[Reading passage]:
IN THE HIGH COURT OF SOLOMON ISLANDS.
(Faukona, PJ)


CIVIL CASE NO. 13 OF 2016


BETWEEN:
JOHN PUTUIKA
(Representing Te’ana Tribe of Rennell Island)
Claimant
AND:
ATTORNEY GENERAL
(Representing the Commissioner of Forests)
First Defendant
AND:
MUGABA ATOLL RESOURCES COMPANY
Second Defendant
AND:
OCEANIA TRADING COMPANY LIMITED
Third Defendant

Date of Hearing: 5th March 2018


Date of Ruling: 16th May 2018.


Mr W. Rano for the Claimant
No one for the Attorney-General
Mr G.Fa’aitoa for the First Defendant
Mr M. Pitakaka for the Third Defendant


RULING ON APPLICATION TO DISMISS CLAIM


Faukona PJ: A claim in category C, for judicial review, was filed on 19th January 2016.


2.
The major contentious issue focussed on whether the claim for judicial review was time barred, or filed outside of time limit. Thus prompted filing of this application to dismiss the claim for being filed out of time. I do not seem to see any alternative remedy as a cause of substitution to the one and only possible remedy available in law.


3.
On the outset, it is relevant to note that the Defendants had attested that te’ana and tekungagoto customary lands are two distinctive lands. An opposite view was held by Claimant persisted that te’ana and tekungagota lands are the same and one customary land.


4.
To ascertain the truth of the matter, a rehearsal of the background chronology is of very significant.


5.
The application for timber rights concerns five customary lands on Rennell Island known in traditional dialect as tekungagoto, tebaipuke, gagoniu, magalea and kagua. The application was endorsed by the Commissioner of Forest on 8th December 2011.


6.
On 12th July 2012, the Renbel Provincial Executive made a determination over gagoniu customary land only. The Provincial Executive had determined that Eric Baiabe and his brother Samuel Tesua were the persons entitled to grant timber rights over gagoniu customary land. All other lands inclusive in the concession area mentioned in the timber rights hearing were excluded, see Exh. ‘JP2’ attached to Claimant’s sworn statement and Exh “WNT5” attached to Mr Tekiou’s sworn statement.
7.
The fundamental importance derived from the timber rights processes is that tekungagoto or te’ana customary land was excluded from the determination. The reason was clear, it was heavily disputed.


8.
Despite the status of the subject land is undoubtedly clear, felling licence No. A101182 was issued on 26th September 2013, in respect of gagoniu customary land only and took effect on the same date. Nine months later, on 26th June 2014, the same felling licence was reissued by the Commissioner of Forests but took effect as from 26th June 2013. This time it included tekungagota or te’ana customary land to be logged by the second Defendant.


9.

Some records:
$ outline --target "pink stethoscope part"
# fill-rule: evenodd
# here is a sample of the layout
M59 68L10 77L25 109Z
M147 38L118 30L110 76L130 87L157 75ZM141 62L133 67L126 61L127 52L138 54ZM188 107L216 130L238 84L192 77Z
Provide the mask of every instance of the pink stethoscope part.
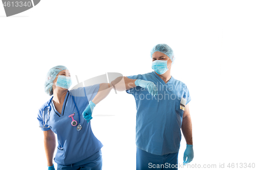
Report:
M69 116L69 117L71 117L72 118L72 122L71 122L71 125L73 126L76 126L77 125L77 122L74 119L74 117L73 117L73 116L74 116L74 115L75 115L75 114L73 113L72 114L71 114ZM75 125L73 125L73 122L75 122Z

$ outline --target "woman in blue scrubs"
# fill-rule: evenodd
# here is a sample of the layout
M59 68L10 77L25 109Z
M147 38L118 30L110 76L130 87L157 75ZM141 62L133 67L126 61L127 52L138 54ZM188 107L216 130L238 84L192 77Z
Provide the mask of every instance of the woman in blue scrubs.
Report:
M44 131L48 169L55 169L54 133L58 141L54 158L57 169L101 169L103 145L93 134L90 122L83 118L83 112L90 110L91 113L112 86L101 83L69 91L70 77L67 67L58 65L50 69L45 84L46 92L53 96L40 108L37 119Z

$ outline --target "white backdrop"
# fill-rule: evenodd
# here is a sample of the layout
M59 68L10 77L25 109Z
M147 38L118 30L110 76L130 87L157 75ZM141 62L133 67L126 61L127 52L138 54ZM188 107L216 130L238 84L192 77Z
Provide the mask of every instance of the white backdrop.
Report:
M172 75L190 93L190 164L256 163L255 4L42 0L9 17L0 5L1 168L47 168L36 115L49 99L44 83L50 68L68 67L73 85L75 75L82 81L108 72L144 74L152 71L150 52L158 43L173 49ZM135 169L133 96L113 90L93 115L93 131L104 145L103 169ZM181 144L179 163L183 137Z

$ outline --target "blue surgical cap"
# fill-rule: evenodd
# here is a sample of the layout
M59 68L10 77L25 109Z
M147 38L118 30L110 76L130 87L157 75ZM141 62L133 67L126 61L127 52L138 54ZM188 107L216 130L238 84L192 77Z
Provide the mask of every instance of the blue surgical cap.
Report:
M52 85L56 76L60 71L64 69L68 69L68 68L63 65L57 65L51 68L47 72L45 82L45 91L49 95L53 94Z
M174 62L175 60L174 52L173 50L169 46L169 45L165 44L158 44L155 45L151 50L151 58L154 53L159 52L163 53L170 59L172 62Z

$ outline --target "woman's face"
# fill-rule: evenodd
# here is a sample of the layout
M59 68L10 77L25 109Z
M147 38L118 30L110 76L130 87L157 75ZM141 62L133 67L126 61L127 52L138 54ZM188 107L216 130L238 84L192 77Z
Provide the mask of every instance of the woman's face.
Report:
M54 87L56 87L56 83L57 82L57 79L58 79L58 76L64 76L66 77L71 77L70 75L70 72L67 69L63 69L63 70L60 71L58 74L56 76L55 79L53 81L53 86L55 86Z

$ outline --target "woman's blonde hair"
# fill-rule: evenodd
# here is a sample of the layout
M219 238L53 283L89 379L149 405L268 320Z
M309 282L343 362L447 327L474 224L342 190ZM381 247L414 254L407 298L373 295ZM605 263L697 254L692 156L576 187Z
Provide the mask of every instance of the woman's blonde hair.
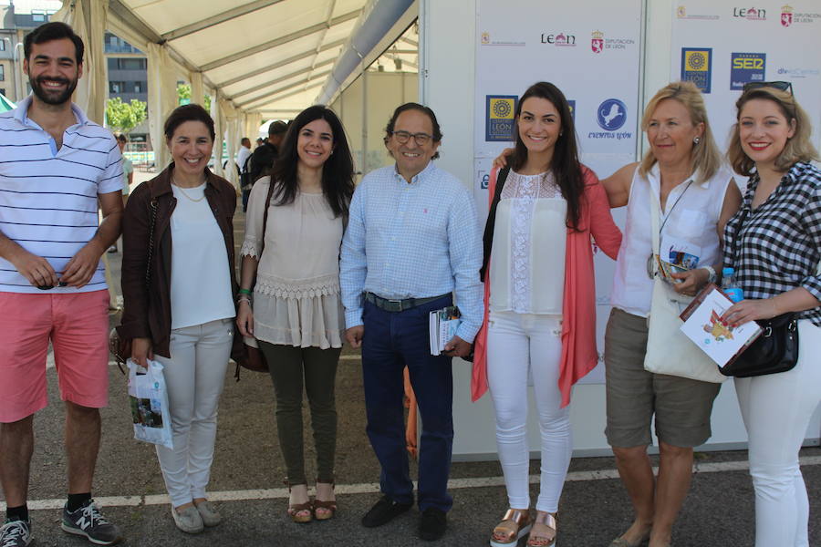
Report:
M753 168L755 167L755 162L742 149L741 138L738 135L738 119L741 116L741 110L748 101L753 98L772 100L778 105L788 124L793 120L795 122L795 134L787 139L784 150L775 158L776 170L786 171L797 161L812 161L818 159L818 151L810 140L813 128L809 116L806 115L793 94L770 86L753 88L742 93L742 96L735 101L736 121L730 134L730 146L727 148L727 160L735 172L750 176L753 174Z
M709 181L722 165L722 154L715 145L715 139L712 138L712 131L710 129L707 108L704 106L701 91L692 82L672 82L664 86L653 96L644 109L644 117L641 119L642 130L647 131L659 103L665 98L673 98L681 103L690 113L690 119L693 126L700 123L704 124L704 132L701 134L701 138L698 144L693 143L692 145L691 159L692 170L696 175L696 182ZM655 164L656 157L653 155L652 150L649 150L644 155L644 159L641 160L639 172L642 176L647 176Z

[Problem set]:
[a] Please swap "judicial review" for "judicial scrutiny" and write out the court ruling from "Date of Ruling: 16th" to "19th January 2016.".
[b] According to the court ruling, why was tekungagoto or te'ana customary land excluded from the timber rights determination?
[c] Continue the court ruling on the application to dismiss the claim from where it stops.

[Replies]:
[a]
Date of Ruling: 16th May 2018.


Mr W. Rano for the Claimant
No one for the Attorney-General
Mr G.Fa’aitoa for the First Defendant
Mr M. Pitakaka for the Third Defendant


RULING ON APPLICATION TO DISMISS CLAIM


Faukona PJ: A claim in category C, for judicial scrutiny, was filed on 19th January 2016.

[b] It was excluded because the land was heavily disputed.

[c]
Amazingly, on 11th November 2013 a certificate of no appeal was endorsed by the 2nd Class Magistrate, Mrs Lelapitu, who certified there was no appeal lodged against determination of Provincial Executive on 18 May 2012, concerning tekungagoto land, after appeal period had expired.


10.
How could this be, when there was no determination, no identification of any land trustee in respect of tekungagoto customary land? Had the Magistrate well versed with the case before issuing the certificate, or was she presented with the minutes of the timber rights hearing and form II determination. If not, or even so, was she not influenced by any outside sources? Still, was she authorized by the Chief Magistrate to do what she did?


11.
Apparently, what transpired from issuing of the Certificate of no appeal, a standard logging agreement was signed on 21st May 2014 in respect of tekungagoto customary land, and (Form III) a certificate approving the timber rights agreement was issued on 4th June 2014, by the Provincial Secretary. Subsequently an amended felling licence No. A101182 was issued on 26th June 2014 in respect of gagoniu inclusive of tekungagoto customary lands, to take effect from 26th June 2013.


12.
The Claimant was also desirous to conduct logging activities so a Form 1 application was submitted and endorsed. A timber rights hearing by Provincial Executive was convened and a determination made in favour of Claimant’s brother and others. An appeal against that determination was filed and heard, and was dismissed on 6th November 2013. A logging feeling licence No. A101231 was issued to Springhill Limited on 4th February 2015, and took effect from 3rd July 2014.


13.
It would appear then, that on the face value of both licences, per se, tekungagoto or te’ana customary land was covered by both licences.


14.
From pleadings the Claimant stated he was not aware that the second Defendant’s licence also covered tekungagoto or te’ana customary land.


15.
There was no specific date mentioned when the Claimant conducted the search. It is important to ascertain when the Claimant became aware, that the second Defendant’s licence also covered tekungagoto/ te’ana customary land.


16.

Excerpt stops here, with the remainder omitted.